→ **Excerpted passage**:
▼
Image by O Palsson
We have all had the experience of taking our mind off a problem only to have the solution come to us like manna from heaven.
Whether it is a creative answer to a difficult brief, an elegant way to write a line of text or even just the name of that actor from the movie you saw last night, it seems to come from within and it can be deeply satisfying when it happens. Archimedes, who devised a solution for measuring the volume of irregular objects while he was in the bath, will know the feeling.
No one has spoken more eloquently about this phenomenon than Vladimir Nabokov. In the epilogue to his remarkable novel Lolita he explains that he had written a short story on a similar theme some years previously but was unsatisfied with the result and shelved it. A full nine years later he came back to it and found that the germ of the idea “..had grown in secret the claws and wings of a novel”.
Copywriter Gary Bencivenga puts it like this:
When you give your subconscious a target that you want to hit, it will pull into itself and eventually share with your conscious mind all kinds of resources that you never knew you had within you to make that happen.
▲
→ **Instruction 1**:
Please copy the entries from the first one through the line containing "positive clicks: (678, 260)", renaming "rough mask" to "coarse mask" and changing nothing else. Omit the pictures.
→ **Instruction 2**:
Write the next few sentences of the passage about subconscious ideas, picking up after its final line.
The passage about subconscious ideas has no connection to the entries.

→ **Excerpted records**:
▼
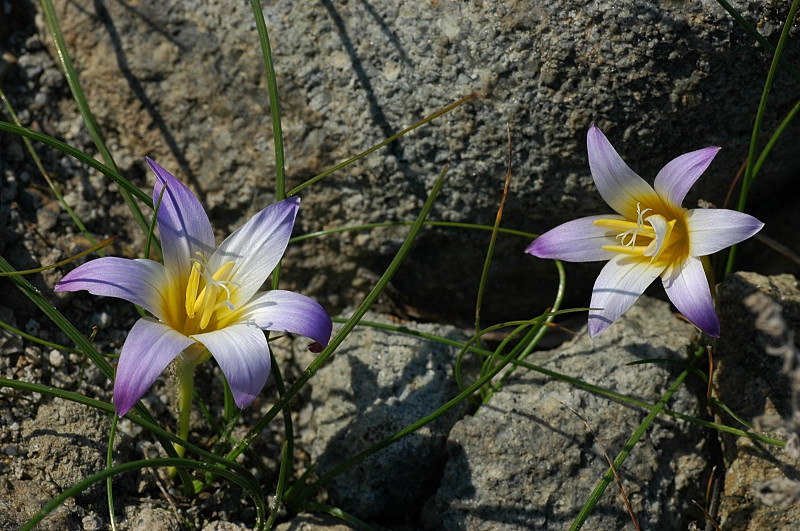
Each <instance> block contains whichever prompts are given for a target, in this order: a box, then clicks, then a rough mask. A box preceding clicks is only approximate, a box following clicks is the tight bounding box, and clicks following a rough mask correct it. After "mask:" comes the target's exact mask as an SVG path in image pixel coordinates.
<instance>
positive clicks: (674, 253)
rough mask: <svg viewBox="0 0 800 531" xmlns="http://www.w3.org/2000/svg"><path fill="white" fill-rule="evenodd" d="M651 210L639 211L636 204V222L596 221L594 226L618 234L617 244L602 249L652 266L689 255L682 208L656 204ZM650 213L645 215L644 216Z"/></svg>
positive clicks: (678, 260)
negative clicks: (640, 258) (618, 253)
mask: <svg viewBox="0 0 800 531" xmlns="http://www.w3.org/2000/svg"><path fill="white" fill-rule="evenodd" d="M657 203H658V205H656V206H654V208H642V205H641V203H639V202H637V203H636V214H637V219H636V221H628V220H619V219H599V220H597V221H595V222H594V224H595V225H596V226H598V227H602V228H606V229H611V230H613V231H619V232H618V233H617V235H616V239H617V240H618V241H619V244H617V245H604V246H603V249H604V250H606V251H611V252H615V253H621V254H626V255H631V256H636V257H641V258H642V259H643V260H645V259H646V260H648V261H649V262H650V263H651V264H654V265H663V266H665V267H666V266H667V265H669V264H672V263H676V262H679V261H682V260H684V259H686V257H687V256H688V255H689V235H688V232H687V230H686V209H684V208H678V209H675V208H666V207H664V206H663V205H662V204H661V202H660V201H658V202H657ZM648 212H652V214H650V215H649V216H647V217H645V214H647V213H648Z"/></svg>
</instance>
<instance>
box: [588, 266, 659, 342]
mask: <svg viewBox="0 0 800 531" xmlns="http://www.w3.org/2000/svg"><path fill="white" fill-rule="evenodd" d="M662 271H664V266H661V267H658V266H654V265H652V264H651V263H650V261H649V259H646V258H645V259H643V258H640V257H638V256H630V255H624V254H618V255H616V256H615V257H614V258H612V259H611V260H609V262H608V263H607V264H606V265H605V266H604V267H603V269H602V271H600V275H599V276H598V277H597V280H596V281H595V283H594V289H593V290H592V302H591V303H590V305H589V306H590V307H591V308H600V309H599V310H591V311H589V335H590V336H591V337H595V336H596V335H597V334H599V333H600V332H602V331H603V330H605V329H606V328H608V327H609V325H610V324H611V323H613V322H614V321H616V320H617V318H618V317H619V316H620V315H622V314H623V313H625V312H626V311H628V308H630V307H631V306H632V305H633V303H634V302H636V299H638V298H639V296H640V295H641V294H642V293H644V290H645V289H647V286H649V285H650V284H651V283H652V282H653V280H655V279H656V278H657V277H658V276H659V275H660V274H661V273H662Z"/></svg>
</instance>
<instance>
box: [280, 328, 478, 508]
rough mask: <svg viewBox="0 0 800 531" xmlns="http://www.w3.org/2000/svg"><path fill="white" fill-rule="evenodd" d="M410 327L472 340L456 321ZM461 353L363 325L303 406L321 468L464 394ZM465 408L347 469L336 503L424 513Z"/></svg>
mask: <svg viewBox="0 0 800 531" xmlns="http://www.w3.org/2000/svg"><path fill="white" fill-rule="evenodd" d="M365 320H367V321H379V322H388V321H387V319H386V318H385V317H380V316H378V315H375V314H367V316H366V317H365ZM404 326H407V327H408V328H410V329H412V330H416V331H419V332H424V333H429V334H435V335H437V336H440V337H445V338H450V339H455V340H458V341H462V342H463V341H466V339H467V338H466V336H465V334H464V333H463V332H461V331H460V330H458V329H456V328H454V327H452V326H442V325H433V324H420V323H406V324H405V325H404ZM298 343H301V344H302V343H303V342H302V341H298ZM306 343H307V341H306ZM296 352H297V353H298V354H300V355H301V356H300V358H299V361H300V362H301V363H302V362H303V361H305V362H306V363H309V362H310V361H311V360H312V359H313V357H312V355H311V354H310V353H308V352H307V351H306V352H305V353H304V354H303V351H302V350H301V351H299V352H298V351H296ZM457 354H458V350H457V349H455V348H453V347H449V346H446V345H442V344H439V343H434V342H432V341H430V340H426V339H422V338H418V337H413V336H409V335H406V334H400V333H396V332H388V331H386V330H379V329H374V328H370V327H367V326H364V327H359V328H357V329H356V330H355V331H353V332H352V333H351V334H350V335H349V336H348V338H347V339H346V341H345V343H344V344H342V346H341V347H340V348H339V349H338V350H337V351H336V354H335V355H334V357H333V358H332V360H331V361H330V362H329V363H328V364H327V365H326V366H325V367H323V368H322V369H321V370H320V371H319V372H318V373H317V374H316V376H315V377H314V379H313V380H312V381H311V383H310V388H311V391H310V395H309V396H307V399H308V401H307V403H306V406H305V407H304V408H303V410H302V411H301V414H300V421H299V423H298V424H299V426H300V430H301V431H300V438H301V439H302V440H303V441H304V444H305V445H306V447H307V448H308V452H309V453H310V454H311V458H312V460H313V461H314V462H316V463H318V465H319V466H318V468H317V470H316V472H317V473H318V474H320V475H321V474H324V473H326V472H328V471H329V470H330V469H331V468H333V467H334V466H336V465H338V464H340V463H343V462H344V461H346V460H347V459H349V458H351V457H353V456H354V455H356V454H357V453H359V452H361V451H363V450H366V449H367V448H369V447H370V446H372V445H374V444H376V443H378V442H380V441H382V440H383V439H385V438H386V437H388V436H390V435H392V434H394V433H395V432H397V431H399V430H401V429H403V428H406V427H408V426H410V425H411V424H413V423H414V422H416V421H417V420H419V419H421V418H422V417H424V416H426V415H429V414H431V413H433V412H434V411H435V410H436V409H437V408H438V407H439V406H442V405H444V404H445V403H446V402H447V401H448V400H450V399H451V398H453V397H454V396H455V395H456V394H458V387H457V385H456V382H455V376H454V366H455V360H456V355H457ZM465 407H466V405H460V406H457V407H456V408H454V409H452V410H450V411H449V412H447V413H446V414H445V415H443V416H442V417H440V418H439V419H437V420H435V421H434V422H432V423H430V424H428V425H426V426H424V427H423V428H421V429H419V430H417V431H416V432H415V433H413V434H411V435H408V436H406V437H405V438H403V439H402V440H400V441H399V442H398V443H396V444H392V445H390V446H388V447H387V448H384V449H382V450H381V451H380V452H379V453H377V454H375V455H373V456H371V457H369V458H367V459H366V460H365V461H363V462H362V463H360V464H358V465H356V466H355V467H353V468H352V469H351V470H349V471H347V472H345V473H343V474H341V475H339V476H337V477H336V478H335V479H334V480H333V481H332V482H331V483H329V484H328V485H327V489H328V492H329V494H330V496H331V498H332V500H333V503H335V504H336V505H337V506H338V507H341V508H342V509H344V510H346V511H348V512H351V513H352V514H354V515H357V516H358V517H359V518H362V519H366V520H373V521H379V522H380V521H384V522H394V523H397V522H402V521H403V520H405V519H407V518H415V516H416V515H415V514H414V513H415V511H417V510H418V508H419V507H420V506H421V505H422V502H423V501H424V499H425V498H426V497H427V496H428V495H430V493H432V492H433V491H434V489H435V488H436V485H437V481H438V478H439V474H440V473H441V469H442V467H443V466H444V460H443V459H444V456H445V440H446V439H447V434H448V433H449V431H450V428H451V427H452V425H453V424H454V423H455V422H456V420H458V418H459V417H460V416H461V415H462V414H463V413H464V411H465V409H464V408H465ZM437 471H438V472H437Z"/></svg>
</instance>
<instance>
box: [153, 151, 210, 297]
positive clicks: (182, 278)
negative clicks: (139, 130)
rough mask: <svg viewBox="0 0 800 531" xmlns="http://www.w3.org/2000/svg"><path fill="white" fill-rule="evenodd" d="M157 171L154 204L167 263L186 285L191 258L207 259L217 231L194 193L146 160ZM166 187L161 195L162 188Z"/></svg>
mask: <svg viewBox="0 0 800 531" xmlns="http://www.w3.org/2000/svg"><path fill="white" fill-rule="evenodd" d="M147 164H149V165H150V169H152V170H153V173H155V174H156V184H155V187H154V188H153V203H154V204H158V199H159V197H161V204H160V205H159V207H158V231H159V233H160V234H161V247H162V249H163V250H164V265H165V266H166V267H167V269H168V270H169V272H170V273H171V274H172V276H173V277H174V279H175V281H177V282H180V284H181V285H185V283H186V279H187V278H188V277H189V272H190V271H191V268H192V262H191V261H192V260H193V259H195V258H197V255H196V253H198V252H200V253H202V255H203V256H205V257H206V258H208V257H209V256H211V253H212V252H213V251H214V247H215V243H216V242H215V240H214V232H213V230H212V229H211V222H209V221H208V216H207V215H206V211H205V210H203V205H201V204H200V201H198V199H197V198H196V197H195V196H194V194H193V193H192V192H191V191H190V190H189V189H188V188H186V186H184V184H183V183H182V182H180V181H179V180H178V179H176V178H175V177H174V176H173V175H172V174H171V173H169V172H168V171H167V170H165V169H164V168H162V167H161V166H159V165H158V164H156V163H155V162H153V161H152V160H151V159H150V158H148V159H147ZM164 185H166V187H167V189H166V191H165V192H164V195H163V196H161V190H162V189H163V188H164Z"/></svg>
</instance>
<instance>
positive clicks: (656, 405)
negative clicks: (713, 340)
mask: <svg viewBox="0 0 800 531" xmlns="http://www.w3.org/2000/svg"><path fill="white" fill-rule="evenodd" d="M704 354H705V351H704V350H703V349H698V352H697V353H695V356H694V358H693V359H692V361H691V365H694V364H696V363H697V362H698V361H700V360H701V359H702V358H703V356H704ZM688 375H689V370H684V371H683V372H681V373H680V374H679V375H678V377H677V378H676V379H675V381H674V382H673V383H672V385H671V386H670V388H669V389H668V390H667V392H666V393H664V395H663V396H662V397H661V400H659V401H658V403H657V404H656V405H655V407H653V408H652V409H651V410H650V413H649V414H648V415H647V417H645V419H644V420H643V421H642V423H641V424H640V425H639V427H638V428H637V429H636V431H635V432H634V433H633V435H631V437H630V438H629V439H628V441H627V442H626V443H625V446H624V447H623V449H622V450H621V451H620V453H619V454H617V457H616V459H614V464H613V467H609V469H608V471H607V472H606V473H605V474H604V475H603V478H602V479H601V480H600V482H599V483H598V484H597V486H596V487H595V488H594V490H593V491H592V493H591V494H590V495H589V499H588V500H587V501H586V503H585V504H584V506H583V507H582V508H581V510H580V512H579V513H578V516H577V517H576V518H575V521H574V522H573V523H572V525H571V526H570V531H576V530H578V529H580V528H581V527H582V526H583V524H584V523H585V522H586V519H587V518H589V515H590V514H592V511H593V510H594V508H595V506H596V505H597V502H599V501H600V497H601V496H602V495H603V492H605V490H606V487H608V485H609V483H611V481H612V480H613V479H614V470H615V469H616V470H620V469H621V468H622V465H623V463H625V460H626V459H627V458H628V456H629V455H630V453H631V451H633V448H634V446H636V443H638V442H639V439H640V438H641V437H642V435H644V433H645V432H646V431H647V430H648V428H650V425H651V424H652V423H653V421H654V420H655V419H656V417H657V416H658V415H659V413H661V412H662V411H663V410H664V408H665V406H666V404H667V402H668V401H669V399H670V398H672V395H673V394H674V393H675V391H677V390H678V387H680V386H681V384H682V383H683V381H684V380H685V379H686V377H687V376H688Z"/></svg>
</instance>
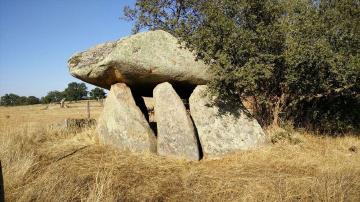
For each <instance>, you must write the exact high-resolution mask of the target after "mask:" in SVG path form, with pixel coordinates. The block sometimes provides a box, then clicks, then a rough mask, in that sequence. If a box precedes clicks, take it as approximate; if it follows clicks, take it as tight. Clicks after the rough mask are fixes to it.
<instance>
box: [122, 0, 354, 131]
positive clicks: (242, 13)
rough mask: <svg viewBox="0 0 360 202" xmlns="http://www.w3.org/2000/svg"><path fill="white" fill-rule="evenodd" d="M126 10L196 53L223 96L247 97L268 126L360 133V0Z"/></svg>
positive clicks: (141, 7)
mask: <svg viewBox="0 0 360 202" xmlns="http://www.w3.org/2000/svg"><path fill="white" fill-rule="evenodd" d="M124 14H125V18H127V19H128V20H130V21H133V23H134V29H133V31H134V32H139V31H141V30H157V29H161V30H165V31H168V32H170V33H172V34H173V35H175V36H176V37H177V38H179V39H180V41H181V42H182V44H184V45H185V46H186V47H188V48H190V49H191V50H194V51H195V52H196V54H197V58H199V59H202V60H204V61H205V63H207V64H208V65H209V67H210V68H209V71H211V72H212V74H213V78H212V81H211V82H210V84H209V88H210V90H211V91H212V93H213V94H214V95H218V98H219V101H221V102H225V101H231V100H238V98H239V97H240V98H241V99H242V100H249V101H250V102H251V103H252V106H253V108H254V116H255V118H257V120H258V121H259V122H260V123H261V125H263V126H278V125H282V124H283V123H293V125H294V126H297V127H301V128H302V127H304V128H310V129H314V130H316V131H321V132H324V131H325V132H329V131H330V132H335V133H337V132H339V133H343V132H346V131H358V132H359V131H360V121H359V116H360V96H359V95H360V1H359V0H341V1H336V0H286V1H283V0H261V1H260V0H162V1H156V0H136V2H135V4H134V5H133V6H132V7H125V8H124ZM224 100H225V101H224Z"/></svg>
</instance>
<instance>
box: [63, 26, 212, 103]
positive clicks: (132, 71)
▲
→ **Written response 1**:
Each <instance> block contains whichever prompts are given for a target, in this order: a box, then clicks, then a coarse mask. A box preceding clicks is only approximate, a box following clicks is the tight bounding box, and clicks following a coarse mask correct it. After "mask:" comes the target's exact mask as an SVG path in image pixel coordinates.
<instance>
positive clicks: (674, 253)
coarse mask: <svg viewBox="0 0 800 531" xmlns="http://www.w3.org/2000/svg"><path fill="white" fill-rule="evenodd" d="M651 210L639 211L636 204V222L596 221L594 226L618 234L617 244L602 249L652 266L689 255L682 208L656 204ZM650 213L645 215L644 216Z"/></svg>
positive clicks: (678, 260)

→ **Written response 2**:
So how do we go about harnessing this power? How do we let our unconscious mind know that we have a problem for it? The technique I have developed makes use of the unlimited resource that is our subconscious in a way that makes finding difficult solutions seem effortless.
Take it Easy
If I were to distill the technique it into its simplest and most beautiful form – and strap in for this ’cause it’s going to blow you away – I would have to put it like this:
Don’t Try Too Hard.
There it is. Golden isn’t it?
Let me explain how it works for me.
If I am doing a page layout, for example, that just isn’t ‘popping’, I leave it for half a day and come back to it to see if my mind has ‘in secret’ come up with a better solution. If I’m writing a tough paragraph that just doesn’t seem to scan, I might leave it overnight and come back to it in the morning.
Normally these spaces of time are enough to allow the possibilities of a higher quality of output to filter down and one has the experience of the problem solving itself. If, after a bit of effort, the solution is not there, I’ll leave it again.
It seems to depend on the difficulty of the challenge but you will eventually find that, given enough small effort and some space between each ‘request’ to one’s inner self, the problem will work itself out.
But what about a more involved problem? Say I am rebranding a major company, or I need a creative solution to a major issue in my life? I couldn’t just sit at my computer and start working; that would be reckless and counter-productive. I need to study. And this is where the technique really comes into its own.
This is how I recommend you do it.
How to Grow Claws and Wings in Secret
- Make some space for yourself, ideally away from any interruptions. Turn off your phone, your email and your internet.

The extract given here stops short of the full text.